------ Source passage
In addition, the inspectors reviewed CRs related to the heat exchangers and heat sink to verify that the licensee had an appropriate threshold for identifying issues and to evaluate the effectiveness of the corrective actions. Documents reviewed are listed in the Attachment to this report.

These inspection activities constituted two heat sink inspection samples as defined in IP 71111.07-05.

b. Findings

No findings of significance were identified.

1R08 Inservice Inspection (ISI) Activities

From September 25, 2009, through October 7, 2009, the inspectors conducted a review of the implementation of the licensee's ISI program for monitoring degradation of the reactor coolant system (RCS), steam generator tubes, emergency feedwater systems, risk-significant piping and components, and containment systems.

The inspections described in Sections 1R08.1, 1R08.2, 1R08.3, 1R08.4, and 1R08.5 below constituted one inservice inspection sample as defined in IP 71111.08-05.

.1 Piping Systems ISI

a. Inspection Scope

The inspectors observed and reviewed records of the following nondestructive examinations mandated by the American Society of Mechanical Engineers (ASME)

Section XI Code to evaluate compliance with the ASME Code Section XI and Section V requirements and if any indications and defects detected were detected, to determine if these were dispositioned in accordance with the ASME Code or an NRC approved alternative requirement:

  • ultrasonic examination of class 2, 6-inch circumferential weld on SI gas collection chamber, weld M-1952/SI-W603;
  • ultrasonic examination of class 2, 6-inch circumferential weld on SI gas collection chamber, weld M-1952/SI-W604;
  • dye penetrant testing (PT) of class 2, 6-inch circumferential weld on SI gas collection chamber, weld SI-W603;
  • PT of class 2, 6-inch circumferential weld on SI gas collection chamber, weld SI-W604;
  • PT of class 2, integrally welded attachment weld on SI gas collection chamber, weld SI-H109;
  • PT of a class 1, 2-inch chemical and volume control (CVC) elbow-to-pipe weld CVC-W166S (summary number K1.B9.40.141);
  • visual examination (VT-3) of class 1, valve-motor-reactor coolant pump (RCP)loop "A" supply to residual heat removal (RHR) pumps, "ISIM-957-1SH1/RHR-1A"; and
  • visual examination (VT-3) of class 1, valve-motor-RCP loop "B" supply to RHR pumps, "ISIM-957-1SH1/RHR-1B.

The inspectors reviewed the following examination completed during the previous outage with relevant/recordable conditions/indications accepted for continued service to determine if acceptance was in accordance with the ASME Code Section XI or an NRC approved alternative:

  • indication assessment of integrally welded attachment RCP-CS2 for RCP-1A.

The inspectors reviewed the following pressure boundary welds completed for risk-significant systems since the beginning of the last RFO to determine if the licensee applied the preservice non-destructive examinations and acceptance criteria required by the Construction Code and ASME Code,Section XI. Additionally, the inspectors reviewed the welding procedure specification and supporting weld procedure qualification records to determine if the weld procedures were qualified in accordance with the requirements of Construction Code and the ASME Code Section IX:

  • CVC welds 06-140451-1 through 06-14045-5, code class 2, fabricated during replacement of valve CVC-201A; and
  • auxiliary feedwater 2A welds design change request (DCR) 3609-6R&7, code class 2, fabricated during replacement of 3-inch valve-control-auxiliary feedwater pump 1A flow control valve.
------------
* **Instructions**
**1)** From the inspection report excerpt, list every system or component group that the ISI program review covered for monitoring degradation.
**2)** Reproduce everything in the inspection report excerpt from "These inspection activities" down to "significance were identified.", keeping the wording unchanged.
------ Material provided
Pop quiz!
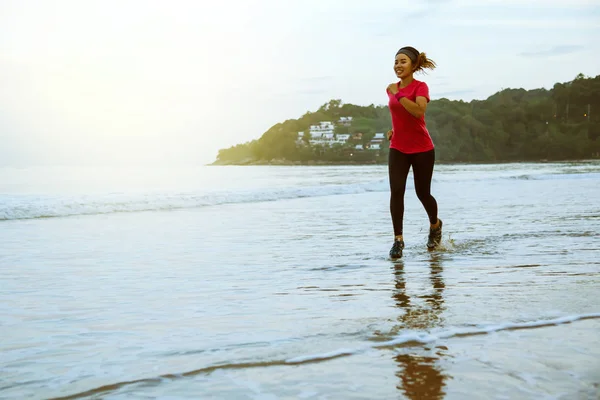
------------
* **Worked answers**
**1)**
- reactor coolant system (RCS)
- steam generator tubes
- emergency feedwater systems
- risk-significant piping and components
- containment systems

**2)**
These inspection activities constituted two heat sink inspection samples as defined in IP 71111.07-05.

b. Findings

No findings of significance were identified.